▶ [TEXTO EXTRAÍDO]:
──────────

Na prática, meios de quantificação do microbioma são de difícil acesso, porém há ainda uma gama de estudos e mais perguntas do que certezas sobre o assunto. O papel de vírus e fungos ainda é pouco estabelecido e durante a pandemia de Covid-19 já se observou diversas mudanças na flora pulmonar pela própria infecção.
Mensagens práticas:
- O pulmão não é estéril e sua relação com o meio externo e o trato gastrointestinal são importantes fatores na homeostase do sistema imune;
- A disbiose é predominante em processos infecciosos e o uso indiscriminado de antibióticos é um fator predisponente;
- Há inúmeras doenças relacionadas como a asma, a fibrose cística, o DPOC, tuberculose e o próprio câncer.
Referências bibliográficas:
- Fernández-Barat L, López-Aladid R, Torres A. Reconsidering ventilator-associated pneumonia from a new dimension of the lung microbiome. EBioMedicine. 2020 Oct;60:102995. doi: 10.1016/j.ebiom.2020.102995.
- Budden KF, Shukla SD, Rehman SF, Bowerman KL, Keely S, Hugenholtz P, Armstrong-James DPH, Adcock IM, Chotirmall SH, Chung KF, Hansbro PM. Functional effects of the microbiota in chronic respiratory disease. Lancet Respir Med. 2019 Oct;7(10):907-920. doi: 10.1016/S2213-2600(18)30510-1.

──────────

▶ [LINHAS FORNECIDAS]:
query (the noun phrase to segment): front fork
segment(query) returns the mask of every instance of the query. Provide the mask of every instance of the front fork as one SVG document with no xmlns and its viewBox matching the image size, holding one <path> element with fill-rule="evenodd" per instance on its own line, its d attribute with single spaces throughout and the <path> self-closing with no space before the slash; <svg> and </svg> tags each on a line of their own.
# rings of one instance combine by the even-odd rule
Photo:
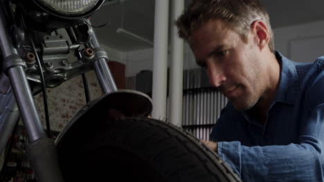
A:
<svg viewBox="0 0 324 182">
<path fill-rule="evenodd" d="M 95 72 L 104 93 L 109 94 L 116 91 L 117 88 L 108 68 L 108 57 L 106 52 L 100 49 L 96 34 L 92 28 L 89 28 L 91 41 L 89 46 L 94 48 L 96 53 L 93 62 Z M 3 60 L 3 68 L 10 79 L 12 88 L 8 94 L 10 95 L 12 94 L 10 90 L 13 91 L 26 130 L 30 141 L 27 149 L 28 159 L 38 181 L 64 181 L 57 162 L 54 141 L 46 137 L 25 74 L 25 63 L 15 48 L 8 30 L 10 27 L 6 22 L 4 11 L 0 10 L 0 48 Z M 12 99 L 11 102 L 14 102 L 14 100 Z M 11 108 L 8 108 L 9 111 L 15 110 L 15 103 L 10 105 Z M 17 122 L 18 114 L 13 113 L 10 113 L 8 117 L 12 119 L 0 119 L 0 152 L 4 148 Z M 3 114 L 1 115 L 3 116 Z M 13 121 L 15 119 L 16 120 Z"/>
</svg>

──────────

▶ [O QUE SE PEDE]:
a. Segundo o texto sobre o microbioma pulmonar, que fator predispõe à disbiose?
b. Com base no texto sobre o microbioma pulmonar, explique a que se devem as mudanças na flora pulmonar observadas durante a pandemia de Covid-19.
c. Repita, sem alterações, o trecho do texto sobre o microbioma pulmonar que vai de "Na prática, meios" até "pela própria infecção.", incluindo essas palavras finais.
As linhas acima provêm de outra fonte.

▶ [RESPOSTAS DAS TAREFAS]:
a. O uso indiscriminado de antibióticos.

b. Essas mudanças se devem à própria infecção. Durante a pandemia de Covid-19, observaram-se diversas alterações na flora pulmonar causadas pela infecção.

c.
Na prática, meios de quantificação do microbioma são de difícil acesso, porém há ainda uma gama de estudos e mais perguntas do que certezas sobre o assunto. O papel de vírus e fungos ainda é pouco estabelecido e durante a pandemia de Covid-19 já se observou diversas mudanças na flora pulmonar pela própria infecção.